_Problem to work on_
Render the lines below as a Markdown table with two columns, Row and Line, numbering the rows in order and omitting blank lines. Leave the pictures out of the table.

_Data shown_
· · · · · · ·

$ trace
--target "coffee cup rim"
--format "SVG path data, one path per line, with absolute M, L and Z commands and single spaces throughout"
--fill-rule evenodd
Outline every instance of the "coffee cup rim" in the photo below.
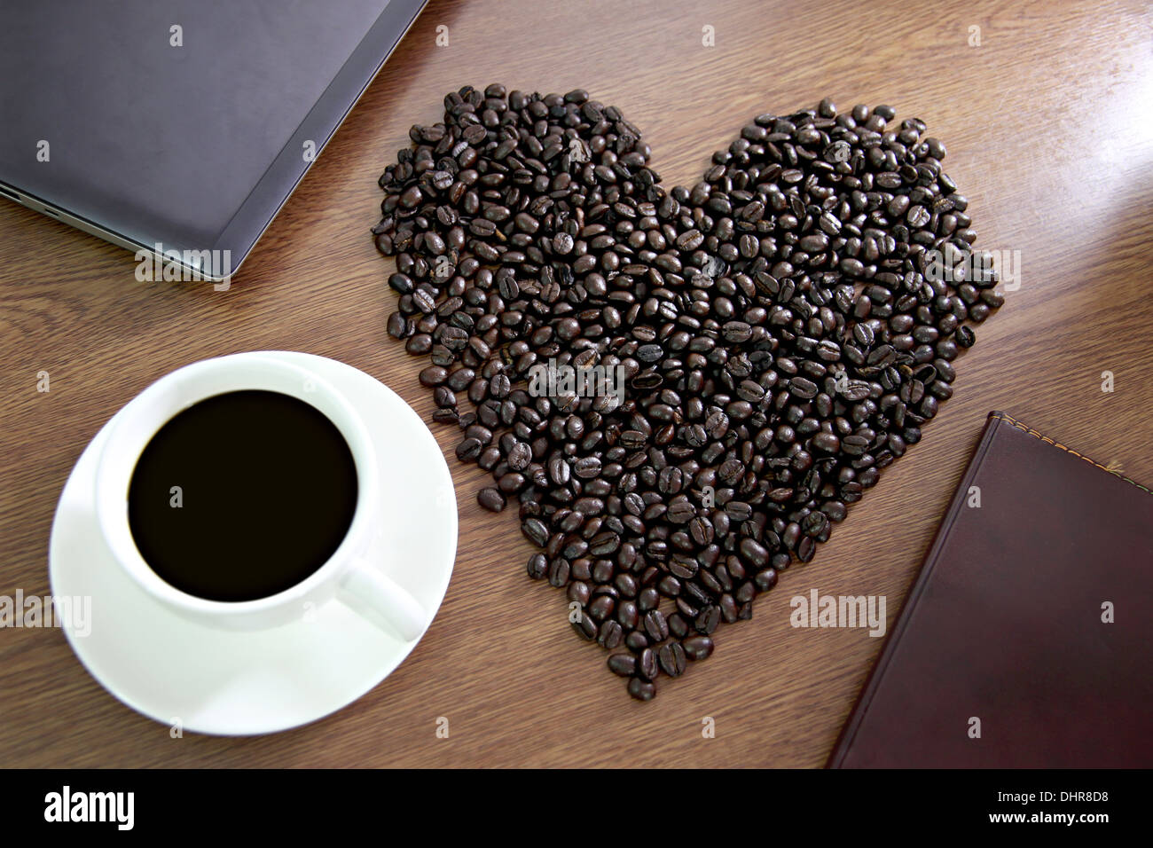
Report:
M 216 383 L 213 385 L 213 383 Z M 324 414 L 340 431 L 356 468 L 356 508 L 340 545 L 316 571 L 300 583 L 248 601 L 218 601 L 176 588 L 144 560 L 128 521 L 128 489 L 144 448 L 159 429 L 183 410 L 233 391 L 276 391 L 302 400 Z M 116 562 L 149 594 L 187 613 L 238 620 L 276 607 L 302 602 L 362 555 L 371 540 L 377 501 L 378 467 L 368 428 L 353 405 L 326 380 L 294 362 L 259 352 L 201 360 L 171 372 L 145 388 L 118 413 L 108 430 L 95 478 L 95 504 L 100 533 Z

· · · · · · ·

_Output for this exercise_
| Row | Line |
|---|---|
| 1 | $ trace |
| 2 | --target "coffee cup rim" |
| 3 | --format "SVG path data, one path per line, with absolute M, L and Z commands and single spaces throughout" |
| 4 | --fill-rule evenodd |
| 5 | Outline every instance of the "coffee cup rim" in the photo below. |
| 6 | Report: |
| 7 | M 216 383 L 213 385 L 213 383 Z M 324 414 L 340 431 L 356 468 L 356 508 L 340 545 L 316 571 L 300 583 L 248 601 L 218 601 L 176 588 L 144 560 L 128 521 L 128 489 L 144 448 L 159 429 L 183 410 L 233 391 L 276 391 L 302 400 Z M 116 562 L 149 594 L 187 613 L 238 620 L 276 607 L 302 602 L 362 555 L 371 540 L 377 501 L 378 467 L 368 428 L 353 405 L 326 380 L 294 362 L 259 352 L 201 360 L 171 372 L 145 388 L 118 413 L 108 430 L 95 478 L 95 504 L 100 533 Z |